What you return must be every line below that includes the word "hanging".

Extracted records
────────────────────
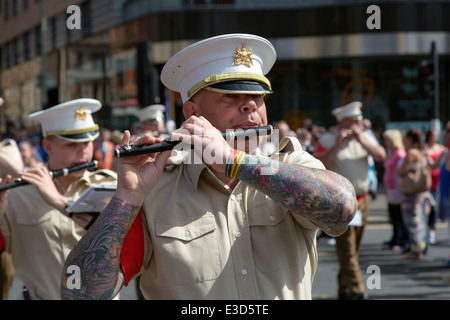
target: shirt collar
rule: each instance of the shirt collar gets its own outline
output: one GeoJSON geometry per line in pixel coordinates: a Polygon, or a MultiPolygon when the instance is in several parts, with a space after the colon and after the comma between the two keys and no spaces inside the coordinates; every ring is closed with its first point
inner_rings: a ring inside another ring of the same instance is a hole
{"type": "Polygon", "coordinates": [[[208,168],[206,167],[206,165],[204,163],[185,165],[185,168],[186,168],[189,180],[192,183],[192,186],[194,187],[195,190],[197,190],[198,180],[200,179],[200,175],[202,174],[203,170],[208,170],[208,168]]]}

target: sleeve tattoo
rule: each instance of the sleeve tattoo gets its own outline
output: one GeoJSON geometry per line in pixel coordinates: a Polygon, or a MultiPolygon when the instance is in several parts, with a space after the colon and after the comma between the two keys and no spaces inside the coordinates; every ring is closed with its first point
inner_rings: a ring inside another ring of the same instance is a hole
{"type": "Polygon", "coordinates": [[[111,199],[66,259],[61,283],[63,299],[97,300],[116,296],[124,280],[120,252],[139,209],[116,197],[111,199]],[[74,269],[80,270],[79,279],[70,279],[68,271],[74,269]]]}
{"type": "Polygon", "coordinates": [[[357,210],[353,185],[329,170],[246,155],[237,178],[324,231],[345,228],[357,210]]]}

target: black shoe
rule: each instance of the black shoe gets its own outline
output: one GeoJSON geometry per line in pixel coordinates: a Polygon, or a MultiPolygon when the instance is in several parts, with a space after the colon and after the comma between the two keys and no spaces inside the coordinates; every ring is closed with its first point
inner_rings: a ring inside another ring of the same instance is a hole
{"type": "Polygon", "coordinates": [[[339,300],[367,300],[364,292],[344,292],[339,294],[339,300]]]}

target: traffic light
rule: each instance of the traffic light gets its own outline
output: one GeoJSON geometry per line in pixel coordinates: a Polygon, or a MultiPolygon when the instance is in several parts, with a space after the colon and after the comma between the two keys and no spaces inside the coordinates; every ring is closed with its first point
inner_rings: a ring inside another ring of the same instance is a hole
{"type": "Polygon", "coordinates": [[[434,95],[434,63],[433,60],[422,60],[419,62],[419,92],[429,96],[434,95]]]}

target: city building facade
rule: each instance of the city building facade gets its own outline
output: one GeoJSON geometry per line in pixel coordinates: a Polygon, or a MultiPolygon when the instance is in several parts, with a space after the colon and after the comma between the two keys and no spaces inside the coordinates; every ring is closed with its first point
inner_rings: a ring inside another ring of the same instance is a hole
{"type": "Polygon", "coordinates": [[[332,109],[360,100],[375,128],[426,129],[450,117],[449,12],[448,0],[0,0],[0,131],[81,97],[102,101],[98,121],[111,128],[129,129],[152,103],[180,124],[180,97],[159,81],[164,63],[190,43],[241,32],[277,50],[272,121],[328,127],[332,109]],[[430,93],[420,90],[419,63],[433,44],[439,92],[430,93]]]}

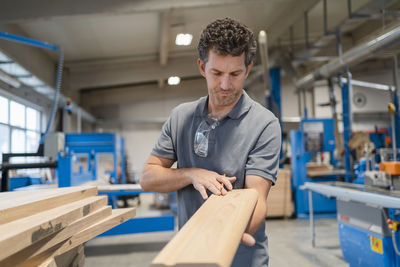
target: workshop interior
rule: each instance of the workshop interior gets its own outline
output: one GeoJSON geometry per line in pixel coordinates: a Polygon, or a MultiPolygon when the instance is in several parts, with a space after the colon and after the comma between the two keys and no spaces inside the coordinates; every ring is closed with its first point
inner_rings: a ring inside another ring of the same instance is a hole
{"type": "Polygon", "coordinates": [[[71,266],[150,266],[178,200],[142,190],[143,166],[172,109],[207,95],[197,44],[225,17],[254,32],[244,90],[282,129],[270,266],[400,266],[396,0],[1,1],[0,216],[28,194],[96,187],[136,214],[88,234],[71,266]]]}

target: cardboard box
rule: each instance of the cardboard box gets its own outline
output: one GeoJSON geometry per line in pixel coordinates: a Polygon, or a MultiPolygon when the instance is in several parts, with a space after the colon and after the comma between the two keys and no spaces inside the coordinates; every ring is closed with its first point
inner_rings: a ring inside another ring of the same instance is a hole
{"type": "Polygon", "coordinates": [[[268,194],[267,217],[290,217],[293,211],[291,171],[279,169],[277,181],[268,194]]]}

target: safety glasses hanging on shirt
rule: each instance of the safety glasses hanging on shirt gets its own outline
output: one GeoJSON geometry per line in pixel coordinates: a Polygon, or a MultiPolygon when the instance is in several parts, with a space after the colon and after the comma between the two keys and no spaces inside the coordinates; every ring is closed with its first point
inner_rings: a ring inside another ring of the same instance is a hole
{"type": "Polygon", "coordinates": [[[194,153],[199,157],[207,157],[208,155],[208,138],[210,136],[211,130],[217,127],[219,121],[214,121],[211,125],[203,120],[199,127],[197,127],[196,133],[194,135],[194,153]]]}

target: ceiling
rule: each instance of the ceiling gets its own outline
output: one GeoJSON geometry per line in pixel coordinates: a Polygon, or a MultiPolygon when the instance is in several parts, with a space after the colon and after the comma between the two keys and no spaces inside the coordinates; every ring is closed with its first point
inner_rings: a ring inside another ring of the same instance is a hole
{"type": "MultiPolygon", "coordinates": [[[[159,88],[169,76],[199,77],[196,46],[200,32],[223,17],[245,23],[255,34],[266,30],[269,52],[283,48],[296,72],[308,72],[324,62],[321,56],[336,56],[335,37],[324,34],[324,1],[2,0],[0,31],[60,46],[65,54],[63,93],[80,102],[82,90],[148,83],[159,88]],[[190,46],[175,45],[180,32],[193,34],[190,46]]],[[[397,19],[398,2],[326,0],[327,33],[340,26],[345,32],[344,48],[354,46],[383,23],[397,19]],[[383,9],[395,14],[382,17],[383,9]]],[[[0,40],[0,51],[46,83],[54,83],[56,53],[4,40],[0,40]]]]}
────────────────────
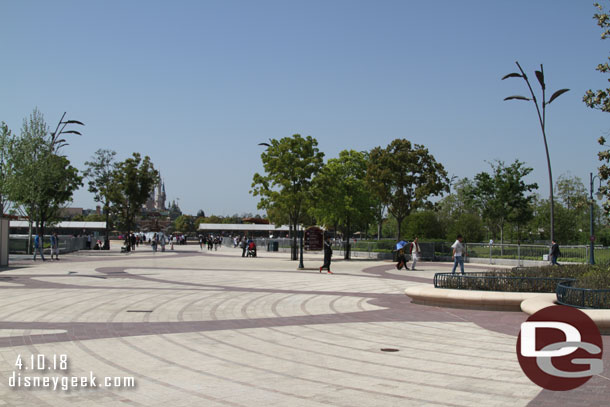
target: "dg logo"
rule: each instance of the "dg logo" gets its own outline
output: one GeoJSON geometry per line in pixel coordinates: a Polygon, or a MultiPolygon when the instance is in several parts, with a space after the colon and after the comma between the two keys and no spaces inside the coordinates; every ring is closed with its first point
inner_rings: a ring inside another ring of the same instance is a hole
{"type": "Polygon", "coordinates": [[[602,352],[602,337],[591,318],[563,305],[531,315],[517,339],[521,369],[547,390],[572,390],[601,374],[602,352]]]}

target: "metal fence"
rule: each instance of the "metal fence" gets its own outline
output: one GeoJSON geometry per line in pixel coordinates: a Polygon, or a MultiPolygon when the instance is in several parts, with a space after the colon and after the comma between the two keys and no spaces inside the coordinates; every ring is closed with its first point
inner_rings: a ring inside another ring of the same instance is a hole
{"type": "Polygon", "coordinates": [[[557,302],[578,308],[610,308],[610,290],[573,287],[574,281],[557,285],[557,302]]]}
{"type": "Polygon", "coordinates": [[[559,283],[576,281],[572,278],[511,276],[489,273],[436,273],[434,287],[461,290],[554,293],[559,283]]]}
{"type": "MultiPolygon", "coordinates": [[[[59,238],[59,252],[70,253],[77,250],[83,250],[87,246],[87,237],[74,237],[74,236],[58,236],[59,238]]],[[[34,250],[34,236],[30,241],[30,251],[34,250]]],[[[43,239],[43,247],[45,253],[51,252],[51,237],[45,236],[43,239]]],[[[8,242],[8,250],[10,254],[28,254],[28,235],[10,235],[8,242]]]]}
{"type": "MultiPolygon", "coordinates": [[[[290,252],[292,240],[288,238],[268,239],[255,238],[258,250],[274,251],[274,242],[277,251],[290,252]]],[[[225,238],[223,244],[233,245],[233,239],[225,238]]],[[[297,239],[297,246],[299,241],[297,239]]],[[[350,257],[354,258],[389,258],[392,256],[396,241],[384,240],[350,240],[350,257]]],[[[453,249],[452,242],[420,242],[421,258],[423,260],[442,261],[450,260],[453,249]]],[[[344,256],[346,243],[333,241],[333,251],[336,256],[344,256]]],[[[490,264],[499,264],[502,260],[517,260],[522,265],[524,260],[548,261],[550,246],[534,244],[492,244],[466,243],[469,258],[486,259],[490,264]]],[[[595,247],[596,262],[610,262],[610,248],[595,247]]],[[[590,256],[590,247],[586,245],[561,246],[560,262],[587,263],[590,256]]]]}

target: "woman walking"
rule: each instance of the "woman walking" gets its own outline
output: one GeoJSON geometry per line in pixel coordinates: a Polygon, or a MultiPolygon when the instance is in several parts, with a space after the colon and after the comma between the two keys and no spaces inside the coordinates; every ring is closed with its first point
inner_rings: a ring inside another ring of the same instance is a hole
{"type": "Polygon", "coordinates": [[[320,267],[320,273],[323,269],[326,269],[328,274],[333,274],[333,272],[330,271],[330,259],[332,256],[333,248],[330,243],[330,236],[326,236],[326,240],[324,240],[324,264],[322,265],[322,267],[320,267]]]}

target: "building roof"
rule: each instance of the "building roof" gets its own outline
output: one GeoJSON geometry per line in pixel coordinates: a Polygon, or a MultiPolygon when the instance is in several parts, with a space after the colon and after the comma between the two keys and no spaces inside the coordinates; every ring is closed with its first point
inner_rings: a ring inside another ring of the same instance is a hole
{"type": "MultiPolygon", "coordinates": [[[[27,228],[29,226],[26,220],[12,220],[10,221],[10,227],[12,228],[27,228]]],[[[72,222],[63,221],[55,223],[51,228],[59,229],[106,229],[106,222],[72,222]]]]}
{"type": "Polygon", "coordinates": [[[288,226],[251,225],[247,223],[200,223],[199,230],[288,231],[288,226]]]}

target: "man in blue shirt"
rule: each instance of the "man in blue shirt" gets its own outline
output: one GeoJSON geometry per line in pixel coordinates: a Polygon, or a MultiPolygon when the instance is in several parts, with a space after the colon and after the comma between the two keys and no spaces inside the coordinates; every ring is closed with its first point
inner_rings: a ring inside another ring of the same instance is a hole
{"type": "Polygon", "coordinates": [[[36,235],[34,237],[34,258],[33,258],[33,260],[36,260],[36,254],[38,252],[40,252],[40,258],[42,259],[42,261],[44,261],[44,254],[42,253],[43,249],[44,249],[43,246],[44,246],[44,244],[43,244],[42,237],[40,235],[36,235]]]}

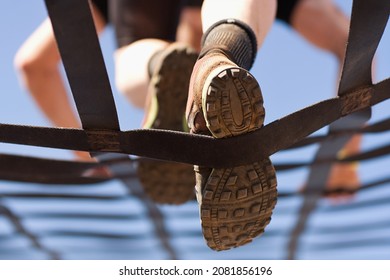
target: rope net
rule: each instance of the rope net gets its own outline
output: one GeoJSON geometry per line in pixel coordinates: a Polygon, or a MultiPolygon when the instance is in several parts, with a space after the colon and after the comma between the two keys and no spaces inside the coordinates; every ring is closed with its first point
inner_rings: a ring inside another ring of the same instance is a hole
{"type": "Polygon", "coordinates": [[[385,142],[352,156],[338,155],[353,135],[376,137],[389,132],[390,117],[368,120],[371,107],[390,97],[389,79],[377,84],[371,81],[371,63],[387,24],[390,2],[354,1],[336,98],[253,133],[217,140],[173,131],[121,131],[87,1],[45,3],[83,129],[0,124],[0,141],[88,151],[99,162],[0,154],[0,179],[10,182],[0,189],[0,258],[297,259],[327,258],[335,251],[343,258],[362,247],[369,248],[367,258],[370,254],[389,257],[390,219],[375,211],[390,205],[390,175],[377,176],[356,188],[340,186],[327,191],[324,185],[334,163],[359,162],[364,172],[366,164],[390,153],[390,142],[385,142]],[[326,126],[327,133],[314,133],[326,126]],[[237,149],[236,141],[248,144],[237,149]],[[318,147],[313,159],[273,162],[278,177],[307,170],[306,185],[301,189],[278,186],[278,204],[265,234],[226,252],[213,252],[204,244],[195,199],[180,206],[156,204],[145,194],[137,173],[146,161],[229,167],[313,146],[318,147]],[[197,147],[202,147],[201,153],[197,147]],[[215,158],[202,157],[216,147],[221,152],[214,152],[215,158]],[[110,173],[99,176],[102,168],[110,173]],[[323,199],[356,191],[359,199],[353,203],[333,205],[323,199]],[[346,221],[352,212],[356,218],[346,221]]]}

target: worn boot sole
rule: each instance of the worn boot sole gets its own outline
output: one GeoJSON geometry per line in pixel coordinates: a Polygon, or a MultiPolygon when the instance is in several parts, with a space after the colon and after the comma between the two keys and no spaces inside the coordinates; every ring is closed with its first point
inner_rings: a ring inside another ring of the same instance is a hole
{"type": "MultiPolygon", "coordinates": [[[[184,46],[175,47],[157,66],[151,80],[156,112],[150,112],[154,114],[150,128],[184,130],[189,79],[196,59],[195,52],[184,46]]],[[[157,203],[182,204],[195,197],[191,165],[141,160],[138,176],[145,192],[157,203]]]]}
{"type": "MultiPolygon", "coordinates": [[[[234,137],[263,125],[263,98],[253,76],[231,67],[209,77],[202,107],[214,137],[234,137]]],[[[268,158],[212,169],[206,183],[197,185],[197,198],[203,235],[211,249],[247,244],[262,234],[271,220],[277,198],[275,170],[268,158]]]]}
────────────────────
> [Answer space]:
target: safety glasses hanging on shirt
rule: each instance of the safety glasses hanging on shirt gets its own outline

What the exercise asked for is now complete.